Content starts

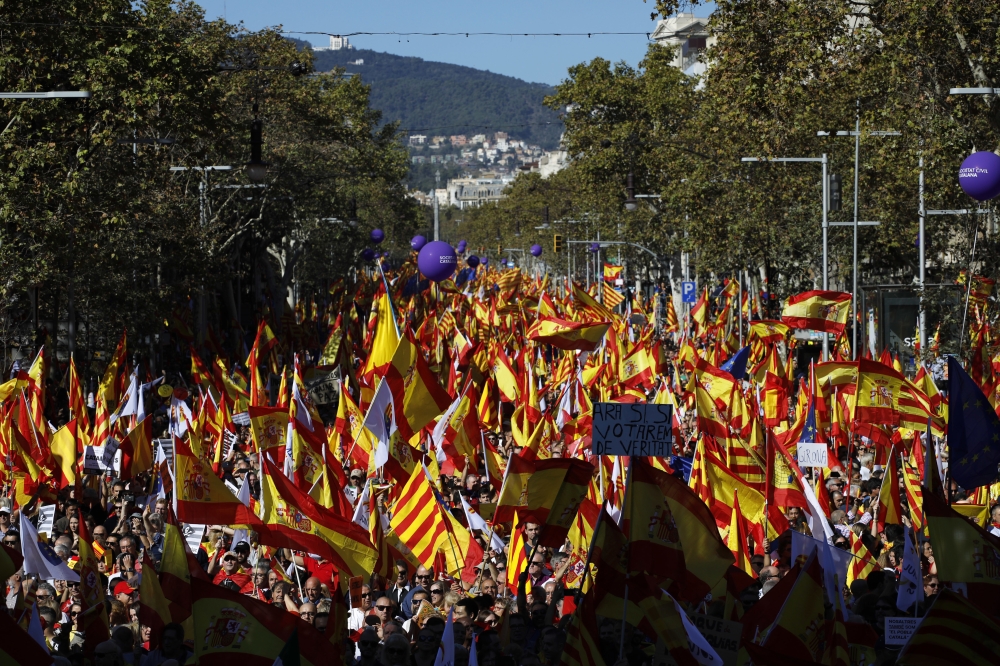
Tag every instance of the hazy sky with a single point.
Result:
(537, 59)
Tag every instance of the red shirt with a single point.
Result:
(238, 578)
(323, 571)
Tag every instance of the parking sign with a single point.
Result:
(689, 293)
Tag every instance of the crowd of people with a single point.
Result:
(506, 595)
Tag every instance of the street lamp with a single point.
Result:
(630, 203)
(826, 203)
(256, 167)
(54, 94)
(857, 158)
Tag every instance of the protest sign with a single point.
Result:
(899, 629)
(812, 454)
(632, 429)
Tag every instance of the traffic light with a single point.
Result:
(835, 192)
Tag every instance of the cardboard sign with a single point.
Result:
(110, 449)
(722, 635)
(354, 584)
(812, 454)
(323, 387)
(46, 519)
(899, 629)
(92, 460)
(632, 429)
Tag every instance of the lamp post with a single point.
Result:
(826, 204)
(203, 220)
(857, 170)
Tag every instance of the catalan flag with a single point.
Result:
(818, 311)
(562, 334)
(417, 519)
(952, 632)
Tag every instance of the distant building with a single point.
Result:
(688, 35)
(336, 44)
(474, 192)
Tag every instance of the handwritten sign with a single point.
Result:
(722, 635)
(899, 629)
(354, 584)
(812, 454)
(632, 429)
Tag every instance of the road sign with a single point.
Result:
(620, 429)
(689, 292)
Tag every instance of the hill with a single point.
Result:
(439, 98)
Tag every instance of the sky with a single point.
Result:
(535, 59)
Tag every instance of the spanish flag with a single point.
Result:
(267, 425)
(800, 629)
(154, 612)
(232, 628)
(877, 393)
(562, 334)
(768, 331)
(818, 310)
(201, 497)
(417, 398)
(555, 492)
(674, 535)
(514, 492)
(295, 521)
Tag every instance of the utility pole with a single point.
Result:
(437, 221)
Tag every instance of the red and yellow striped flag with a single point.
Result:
(417, 519)
(818, 311)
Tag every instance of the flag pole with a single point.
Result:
(628, 549)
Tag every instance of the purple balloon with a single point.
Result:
(979, 175)
(437, 261)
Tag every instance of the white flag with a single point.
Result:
(40, 559)
(911, 584)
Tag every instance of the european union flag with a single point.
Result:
(737, 365)
(973, 431)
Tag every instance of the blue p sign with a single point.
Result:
(689, 293)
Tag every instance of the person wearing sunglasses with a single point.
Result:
(356, 616)
(384, 609)
(401, 585)
(437, 594)
(368, 645)
(396, 651)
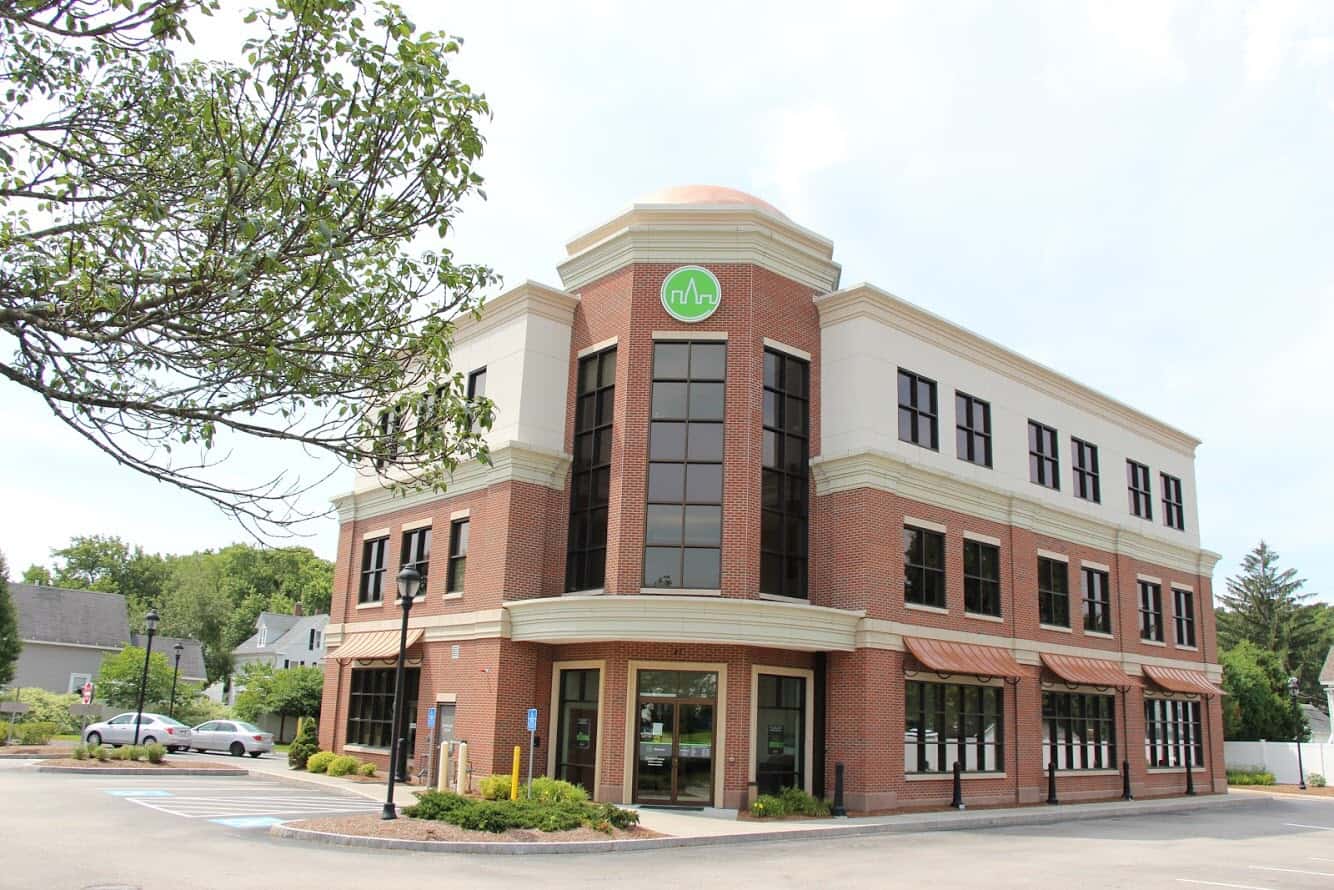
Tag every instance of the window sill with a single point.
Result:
(679, 591)
(949, 777)
(919, 607)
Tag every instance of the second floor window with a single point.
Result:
(973, 428)
(1043, 463)
(372, 570)
(1085, 465)
(1150, 611)
(923, 567)
(1141, 495)
(981, 578)
(1173, 514)
(416, 553)
(918, 410)
(1097, 595)
(1053, 593)
(1183, 613)
(458, 555)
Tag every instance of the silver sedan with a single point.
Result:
(235, 737)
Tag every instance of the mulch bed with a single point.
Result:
(407, 829)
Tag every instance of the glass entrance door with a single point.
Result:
(677, 734)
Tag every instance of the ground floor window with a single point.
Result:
(1173, 733)
(949, 722)
(1078, 731)
(779, 733)
(370, 707)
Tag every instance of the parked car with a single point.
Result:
(155, 727)
(234, 737)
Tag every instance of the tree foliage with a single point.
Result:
(1266, 606)
(10, 645)
(202, 254)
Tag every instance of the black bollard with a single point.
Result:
(838, 791)
(958, 787)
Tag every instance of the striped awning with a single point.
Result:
(379, 643)
(1086, 671)
(962, 658)
(1175, 679)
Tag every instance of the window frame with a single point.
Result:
(966, 432)
(1043, 463)
(915, 412)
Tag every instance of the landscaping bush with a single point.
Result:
(1249, 775)
(306, 743)
(319, 761)
(496, 787)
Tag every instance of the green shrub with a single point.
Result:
(319, 761)
(306, 743)
(1249, 775)
(548, 790)
(496, 787)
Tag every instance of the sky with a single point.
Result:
(1135, 194)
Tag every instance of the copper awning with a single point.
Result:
(962, 658)
(1086, 671)
(1175, 679)
(379, 643)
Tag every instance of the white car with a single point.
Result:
(235, 737)
(154, 727)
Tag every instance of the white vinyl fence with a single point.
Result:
(1279, 758)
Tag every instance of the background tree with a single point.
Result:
(195, 255)
(1265, 606)
(10, 645)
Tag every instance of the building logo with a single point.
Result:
(691, 294)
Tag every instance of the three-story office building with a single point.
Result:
(743, 525)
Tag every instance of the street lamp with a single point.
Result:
(179, 647)
(151, 623)
(408, 581)
(1293, 689)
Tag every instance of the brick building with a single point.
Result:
(743, 525)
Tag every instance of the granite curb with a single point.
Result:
(933, 822)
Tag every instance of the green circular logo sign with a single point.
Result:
(691, 294)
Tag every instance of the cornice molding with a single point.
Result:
(870, 302)
(883, 471)
(511, 462)
(702, 234)
(683, 619)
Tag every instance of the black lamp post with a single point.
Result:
(408, 581)
(1293, 689)
(151, 623)
(179, 649)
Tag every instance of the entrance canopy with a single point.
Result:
(962, 658)
(380, 643)
(1086, 671)
(1175, 679)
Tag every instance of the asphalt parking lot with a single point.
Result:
(96, 833)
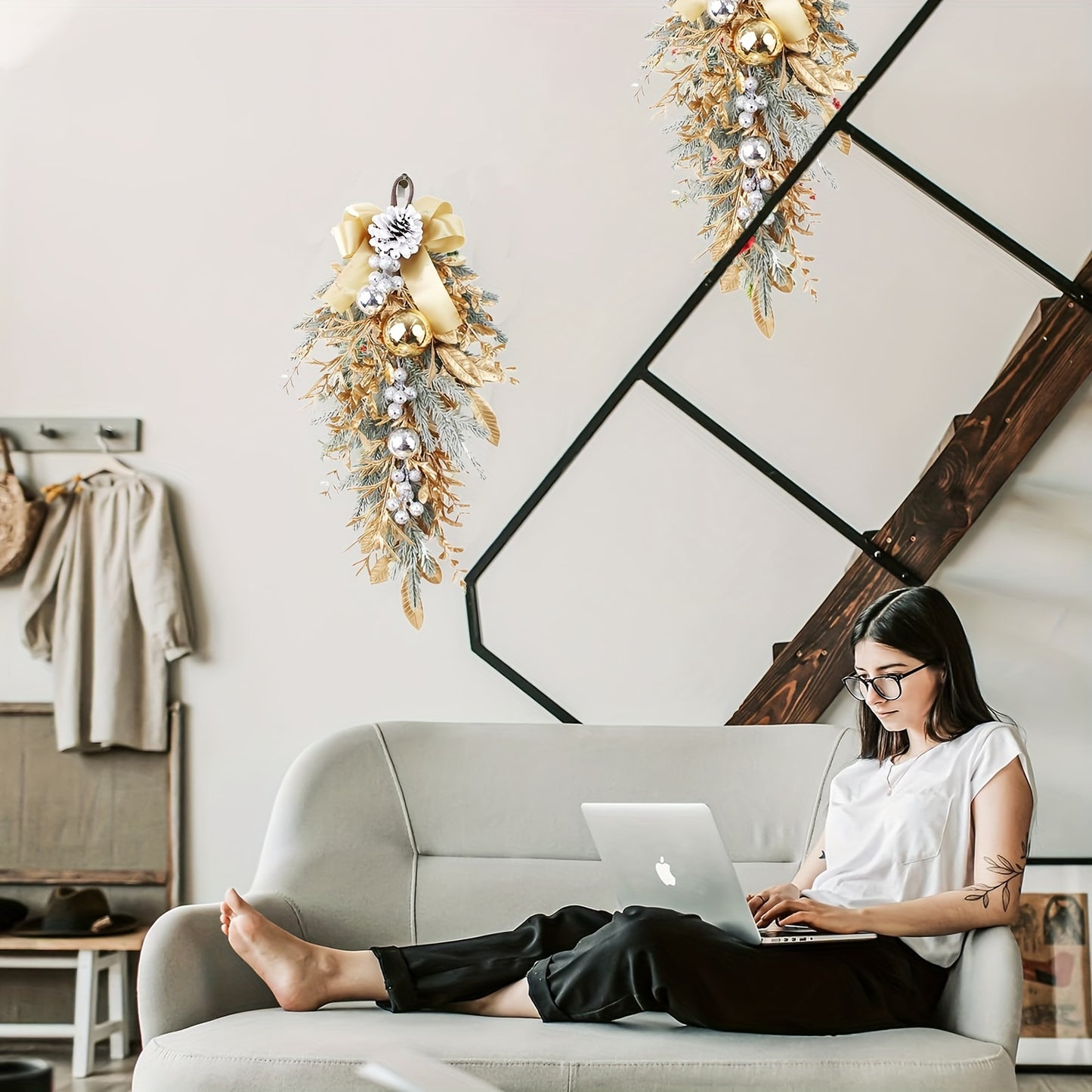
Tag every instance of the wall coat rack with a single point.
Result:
(71, 434)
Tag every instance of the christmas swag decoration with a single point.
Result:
(757, 81)
(412, 344)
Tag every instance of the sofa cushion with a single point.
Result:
(274, 1050)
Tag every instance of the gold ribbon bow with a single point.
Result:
(787, 15)
(442, 232)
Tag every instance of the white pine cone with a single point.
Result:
(397, 232)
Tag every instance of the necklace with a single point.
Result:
(887, 777)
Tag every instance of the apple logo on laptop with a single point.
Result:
(664, 871)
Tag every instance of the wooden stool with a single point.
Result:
(91, 954)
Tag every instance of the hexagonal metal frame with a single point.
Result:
(641, 370)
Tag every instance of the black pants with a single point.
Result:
(589, 964)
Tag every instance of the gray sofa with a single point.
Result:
(397, 832)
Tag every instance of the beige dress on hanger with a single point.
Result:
(105, 599)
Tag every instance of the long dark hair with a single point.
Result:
(924, 625)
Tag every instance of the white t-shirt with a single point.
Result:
(917, 840)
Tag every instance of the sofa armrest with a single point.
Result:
(188, 972)
(984, 993)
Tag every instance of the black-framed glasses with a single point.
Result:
(887, 687)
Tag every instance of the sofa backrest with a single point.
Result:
(402, 832)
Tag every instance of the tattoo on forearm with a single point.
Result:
(1001, 868)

Content ends

Write every line above out again exactly; pictures do not belong in the copy.

_Solution for this problem_.
Tag every instance of the hazy sky with a single point.
Result:
(537, 59)
Tag every instance of the red shirt with a single point.
Result:
(238, 578)
(323, 571)
Tag every instance of the parking sign with a single point.
Result:
(689, 293)
Tag every instance of the crowd of people with a single point.
Result:
(506, 595)
Tag every instance of the street lamp with a single point.
Result:
(630, 203)
(826, 203)
(256, 167)
(54, 94)
(857, 158)
Tag every instance of the protest sign with a single point.
Result:
(899, 629)
(812, 454)
(632, 429)
Tag every instance of the traffic light with a single point.
Result:
(835, 192)
Tag every instance of the cardboard sign with a single point.
Result:
(110, 449)
(722, 635)
(354, 584)
(812, 454)
(323, 387)
(46, 519)
(899, 629)
(92, 460)
(632, 429)
Tag every instance of the lamp post with a single point.
Result:
(826, 204)
(203, 220)
(857, 170)
Tag every instance of the catalan flag with a single point.
Result:
(818, 311)
(562, 334)
(417, 519)
(952, 632)
Tag every instance of the distant building with a single point.
Result:
(688, 35)
(336, 44)
(474, 192)
Tag every instance of the handwritten sign with a single point.
Result:
(722, 635)
(899, 629)
(354, 584)
(812, 454)
(632, 429)
Tag every instance of the road sign with a single point.
Result:
(620, 429)
(689, 292)
Tag every instance of the hill with a single point.
Result:
(439, 98)
Tag every instance of the sky with a single point.
Result:
(535, 59)
Tag every instance of the spanish flag with a single point.
Result:
(267, 425)
(800, 629)
(154, 612)
(232, 628)
(877, 393)
(562, 334)
(768, 331)
(818, 310)
(201, 497)
(417, 398)
(555, 492)
(674, 535)
(514, 492)
(295, 521)
Tag every instance of the utility pole with a single point.
Result:
(437, 221)
Tag every instance of the red and yellow striped flag with a single point.
Result:
(417, 519)
(818, 311)
Tag every instance of the flag pole with a single point.
Result:
(628, 549)
Tag every instance of the purple balloon with a single point.
Result:
(979, 175)
(437, 261)
Tag every instance of the white flag with a single point.
Result:
(40, 559)
(911, 584)
Tag every instance of the european union flag with a single point.
Result:
(737, 365)
(973, 431)
Tag every instance of the blue p sign with a single point.
Result:
(689, 293)
Tag every instance of the person wearing sunglasses with a single point.
Result:
(356, 616)
(384, 609)
(401, 585)
(437, 594)
(368, 645)
(396, 651)
Tag every instance of the window sill with a single point.
Result:
(679, 591)
(949, 777)
(919, 607)
Tag every instance of the second floor window with a single point.
Result:
(973, 428)
(1043, 463)
(372, 570)
(1085, 465)
(1150, 611)
(923, 567)
(1141, 495)
(981, 578)
(1173, 514)
(416, 553)
(918, 410)
(1097, 595)
(1053, 593)
(1183, 613)
(458, 555)
Tag every instance of the silver sedan with a single point.
Result:
(235, 737)
Tag every instance of the mulch bed with a single point.
Result:
(407, 829)
Tag every instance of the glass entrance door with a single point.
Result:
(677, 734)
Tag every instance of the ground floor window with a single point.
Result:
(1173, 733)
(949, 722)
(1078, 731)
(779, 733)
(370, 707)
Tag every instance of the parked car with a single point.
Result:
(155, 727)
(234, 737)
Tag every instance of the tree foliage with a single point.
Result:
(1266, 606)
(10, 645)
(202, 254)
Tag every instance of the black bollard with a single point.
Result:
(838, 791)
(958, 787)
Tag every instance of the striped awning with a single point.
Result:
(379, 643)
(1086, 671)
(962, 658)
(1175, 679)
Tag every instance of the window frame with a single point.
Result:
(966, 432)
(1043, 463)
(915, 412)
Tag every instance of the landscaping bush with a single point.
Result:
(1249, 775)
(306, 743)
(319, 761)
(496, 787)
Tag every instance of the green shrub with a single point.
Result:
(319, 761)
(306, 743)
(1249, 775)
(548, 790)
(496, 787)
Tag every instance of the sky with a single point.
Result:
(1135, 194)
Tag every instance of the copper awning with a single point.
Result:
(962, 658)
(1086, 671)
(1175, 679)
(379, 643)
Tag every instance of the white car with a single point.
Result:
(235, 737)
(154, 727)
Tag every instance of the white vinyl fence with a single point.
Result:
(1279, 758)
Tag every instance of the background tree with a single point.
Result:
(195, 255)
(1265, 606)
(10, 645)
Tag every instance of the building logo with a single point.
Result:
(691, 294)
Tag every instance of the three-story office building with a single point.
Result:
(743, 525)
Tag every instance of the street lamp with a single point.
Result:
(179, 647)
(151, 623)
(408, 581)
(1293, 689)
Tag every instance of the brick building with a single point.
Result:
(743, 525)
Tag every instance of the granite curb with a single point.
Result:
(933, 822)
Tag every instance of the green circular logo sign with a single point.
Result:
(691, 294)
Tag every instance of the cornice molding with a single point.
Result:
(870, 302)
(883, 471)
(511, 462)
(702, 234)
(683, 619)
Tag every instance of the black lamp post with a single point.
Result:
(408, 581)
(1293, 689)
(151, 623)
(179, 649)
Tag every instance of the entrance canopy with a single point.
Result:
(962, 658)
(380, 643)
(1086, 671)
(1175, 679)
Tag every instance of the asphalt parking lot with a single point.
Result:
(96, 833)
Tag every instance of the wall coat rack with a single point.
Result:
(71, 434)
Tag every instance of the christmas swag decoration with a single point.
Result:
(757, 81)
(412, 344)
Tag every instance of the sofa cushion with a single point.
Result:
(274, 1050)
Tag every instance of the gold ribbon bow with a single point.
Result:
(787, 15)
(442, 232)
Tag every instance of the white pine cone with a single point.
Result:
(397, 232)
Tag every instance of the necklace with a single point.
Result:
(887, 777)
Tag every instance of the apple logo on laptop with a single point.
Result:
(664, 871)
Tag every instance of the wooden stool with a single point.
Result:
(91, 954)
Tag every instance of the hexagonal metal frame with a single point.
Result:
(641, 370)
Tag every instance of the black pants with a single point.
Result:
(589, 964)
Tag every instance of the gray sofa with a single point.
Result:
(397, 832)
Tag every instance of the beige dress on hanger with a single point.
Result:
(105, 599)
Tag every instance of the long dark hair with a single point.
Result:
(924, 625)
Tag every instance of the white t-shirt with a single point.
Result:
(917, 840)
Tag every instance of the sofa armrest with a single point.
Result:
(188, 972)
(984, 993)
Tag every instance of the black-framed glasses with a single point.
Result:
(887, 687)
Tag every instance of the sofa backrest with a single point.
Result:
(402, 832)
Tag every instance of the tattoo on forearm with a single point.
Result:
(1001, 868)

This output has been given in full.